→ AIM
Reproduce the listing that follows with "pebble" swapped for "stone" and every other line left unchanged. Leave the pictures out of your answer.

-- start of RECORDS SUPPLIED --

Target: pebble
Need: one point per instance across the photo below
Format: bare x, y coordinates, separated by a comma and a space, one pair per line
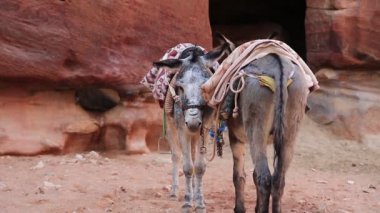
79, 157
48, 184
3, 186
39, 165
93, 155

-- end of RECORDS SUPPLIED --

→ EXERCISE SOLUTION
Target: stone
Need: one point per instance across the photo below
Format: bare x, y coordinates, separated by a comma and a space, one pair per line
79, 157
48, 184
3, 186
39, 165
93, 155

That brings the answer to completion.